- [Excerto da fonte]
No lagar de varas da Mata, P. 297, que vimos já possuir a particularidade invulgar de apresentar o moinho entre as duas varas (vejam-se as figuras 18 e 19), as sacas de azeitona são acumuladas numa sala acrescentada posteriormente ao edifício, sobre o chamado assentador.

 

 
  Figura 60: O mestre (à esquerda) e o ajudante (à direita) despejam a azeitona no moinho através do chamado botadoiro (Mata, P. 297, Vila Nova do Ceira, Góis, dist. Coimbra).  

Quando chega a altura de laborar, quer o mestre, quer o ajudante,  pegam em três a cinco sacas  e despejam-nas na base, através do botadoiro (ver a figura 60), conduta de madeira que comunica directamente com o moinho.

Sistema idêntico encontramo-lo no distrito de Bragança, no lagar da Ponte da Arranca, P. 100. Também aqui existe uma conduta de madeira, a que dão o nome de tremóia, que liga o moinho à casa das tulhas, e através da qual vazam as sacas. A casa das tulhas (H da figura 3), neste lagar, fica num plano mais elevado em relação à outra sala, com a qual comunica por uma porta com três ou quatro degraus.

Voltemos ao lagar da Mata. Depois que a base está cheia de azeitona, o ajudante puxa uma alavanca existente ao canto do lagar e que está ligada à caleira. Esta desliza para junto da parede, começando a água a cair sobre a roda e a encher-lhe os cubos.

Ao princípio, as galgas deslocam-se muito lentamente, com extrema dificuldade, como quem tem de escalar alta montanha. A custo, muito a custo, vencem a resistência oposta pelas azeitonas que, sob a enorme pressão, vão rebentando e fugindo para os lados, como que abrindo alas à passagem dos dois pesados cilindros.

Devido à enorme altura ocupada pela azeitona, as galgas vêem-se obrigadas a subir. Para isso o eixo horizontal está solto, podendo deslocar-se no sentido vertical dentro do espaço compreendido pelas ranhuras, existentes na caixa com que termina o eixo vertical.

- [Tarefa obrigatória 1] Reescreva o trecho do excerto sobre o lagar entre "Voltemos ao lagar" e "encher-lhe os cubos.", inclusive, trocando "alavanca" por "manivela".
- [Tarefa obrigatória 2] Diga se cada afirmação está de acordo com o excerto sobre o lagar e cite as palavras que o decidem: (a) no lagar da Mata, o moinho fica entre as duas varas; (b) no lagar da Ponte da Arranca, a conduta de madeira chama-se botadoiro; (c) ao princípio, as galgas deslocam-se depressa.
- [Tarefa obrigatória 3] Enumere todos os nomes de lugares que aparecem no excerto sobre o lagar.
Os registos que se seguem têm outra origem.

- [Dados fornecidos]
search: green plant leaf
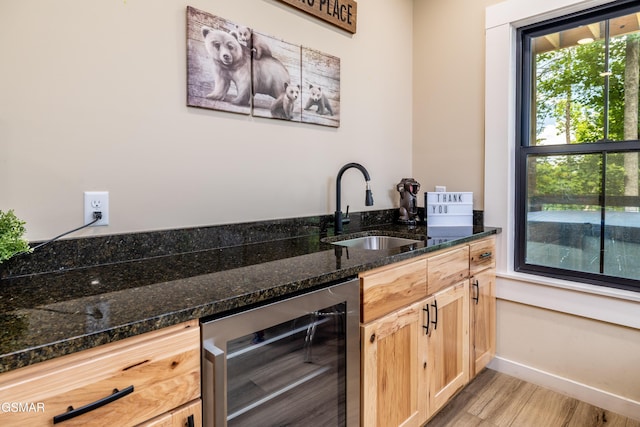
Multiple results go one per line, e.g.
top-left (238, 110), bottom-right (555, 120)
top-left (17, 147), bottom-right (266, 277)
top-left (0, 209), bottom-right (32, 263)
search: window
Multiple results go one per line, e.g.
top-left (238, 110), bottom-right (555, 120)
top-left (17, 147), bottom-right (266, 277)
top-left (515, 1), bottom-right (640, 291)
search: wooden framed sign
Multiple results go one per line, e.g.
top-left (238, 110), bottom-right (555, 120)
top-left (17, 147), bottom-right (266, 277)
top-left (280, 0), bottom-right (358, 34)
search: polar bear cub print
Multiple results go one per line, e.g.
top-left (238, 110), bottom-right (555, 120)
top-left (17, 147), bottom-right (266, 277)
top-left (231, 25), bottom-right (273, 59)
top-left (271, 83), bottom-right (300, 120)
top-left (304, 85), bottom-right (333, 116)
top-left (202, 25), bottom-right (251, 105)
top-left (202, 25), bottom-right (290, 105)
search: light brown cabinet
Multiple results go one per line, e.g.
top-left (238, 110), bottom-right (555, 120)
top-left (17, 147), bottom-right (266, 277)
top-left (360, 238), bottom-right (495, 427)
top-left (423, 279), bottom-right (469, 421)
top-left (138, 399), bottom-right (202, 427)
top-left (360, 303), bottom-right (426, 427)
top-left (469, 237), bottom-right (496, 379)
top-left (0, 321), bottom-right (201, 427)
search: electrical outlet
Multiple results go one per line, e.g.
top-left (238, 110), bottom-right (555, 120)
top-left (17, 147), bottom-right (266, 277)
top-left (84, 191), bottom-right (109, 227)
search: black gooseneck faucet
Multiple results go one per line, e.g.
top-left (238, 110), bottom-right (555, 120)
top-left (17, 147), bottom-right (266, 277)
top-left (334, 163), bottom-right (373, 234)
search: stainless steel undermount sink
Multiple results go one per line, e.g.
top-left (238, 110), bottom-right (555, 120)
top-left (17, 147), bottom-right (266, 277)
top-left (323, 232), bottom-right (424, 250)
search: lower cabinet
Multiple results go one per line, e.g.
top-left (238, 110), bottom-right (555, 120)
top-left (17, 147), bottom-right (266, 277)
top-left (469, 269), bottom-right (496, 379)
top-left (360, 237), bottom-right (496, 427)
top-left (0, 321), bottom-right (201, 427)
top-left (138, 399), bottom-right (202, 427)
top-left (360, 303), bottom-right (427, 427)
top-left (425, 280), bottom-right (469, 421)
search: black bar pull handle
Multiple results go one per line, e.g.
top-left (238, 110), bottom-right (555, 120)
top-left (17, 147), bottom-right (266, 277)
top-left (431, 299), bottom-right (438, 330)
top-left (422, 304), bottom-right (431, 335)
top-left (471, 279), bottom-right (480, 305)
top-left (53, 385), bottom-right (133, 424)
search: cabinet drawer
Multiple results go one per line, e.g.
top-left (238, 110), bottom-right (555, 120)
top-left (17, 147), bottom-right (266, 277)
top-left (469, 237), bottom-right (496, 276)
top-left (427, 246), bottom-right (469, 295)
top-left (0, 321), bottom-right (200, 427)
top-left (360, 258), bottom-right (427, 323)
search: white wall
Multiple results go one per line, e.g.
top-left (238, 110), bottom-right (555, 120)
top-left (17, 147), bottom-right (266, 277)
top-left (485, 0), bottom-right (640, 420)
top-left (413, 0), bottom-right (500, 210)
top-left (0, 0), bottom-right (413, 240)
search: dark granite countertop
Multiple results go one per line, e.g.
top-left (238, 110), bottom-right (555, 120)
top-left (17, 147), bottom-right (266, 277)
top-left (0, 214), bottom-right (499, 372)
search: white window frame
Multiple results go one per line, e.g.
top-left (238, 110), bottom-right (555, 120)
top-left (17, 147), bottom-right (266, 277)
top-left (484, 0), bottom-right (640, 328)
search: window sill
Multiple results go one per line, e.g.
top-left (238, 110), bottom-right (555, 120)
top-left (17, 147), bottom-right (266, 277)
top-left (496, 273), bottom-right (640, 329)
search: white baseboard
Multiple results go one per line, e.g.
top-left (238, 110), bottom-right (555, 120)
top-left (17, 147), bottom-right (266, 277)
top-left (488, 356), bottom-right (640, 421)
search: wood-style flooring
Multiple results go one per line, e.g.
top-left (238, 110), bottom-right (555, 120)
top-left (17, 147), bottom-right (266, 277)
top-left (426, 369), bottom-right (640, 427)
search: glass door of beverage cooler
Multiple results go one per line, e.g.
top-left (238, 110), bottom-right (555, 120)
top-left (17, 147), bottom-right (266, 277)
top-left (203, 281), bottom-right (359, 427)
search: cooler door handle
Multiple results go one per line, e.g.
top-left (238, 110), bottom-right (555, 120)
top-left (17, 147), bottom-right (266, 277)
top-left (203, 340), bottom-right (227, 427)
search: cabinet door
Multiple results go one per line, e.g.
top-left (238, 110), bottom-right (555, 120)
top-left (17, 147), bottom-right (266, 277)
top-left (469, 236), bottom-right (496, 276)
top-left (360, 258), bottom-right (427, 323)
top-left (469, 269), bottom-right (496, 378)
top-left (360, 303), bottom-right (427, 427)
top-left (0, 321), bottom-right (200, 427)
top-left (137, 399), bottom-right (202, 427)
top-left (428, 280), bottom-right (469, 415)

- [Resposta do exercício 1]
Voltemos ao lagar da Mata. Depois que a base está cheia de azeitona, o ajudante puxa uma manivela existente ao canto do lagar e que está ligada à caleira. Esta desliza para junto da parede, começando a água a cair sobre a roda e a encher-lhe os cubos.

- [Resposta do exercício 2]
(a) Sim: "apresentar o moinho entre as duas varas".
(b) Não: "a que dão o nome de tremóia".
(c) Não: "as galgas deslocam-se muito lentamente".

- [Resposta do exercício 3] Mata, Vila Nova do Ceira, Góis, Coimbra, Bragança, Ponte da Arranca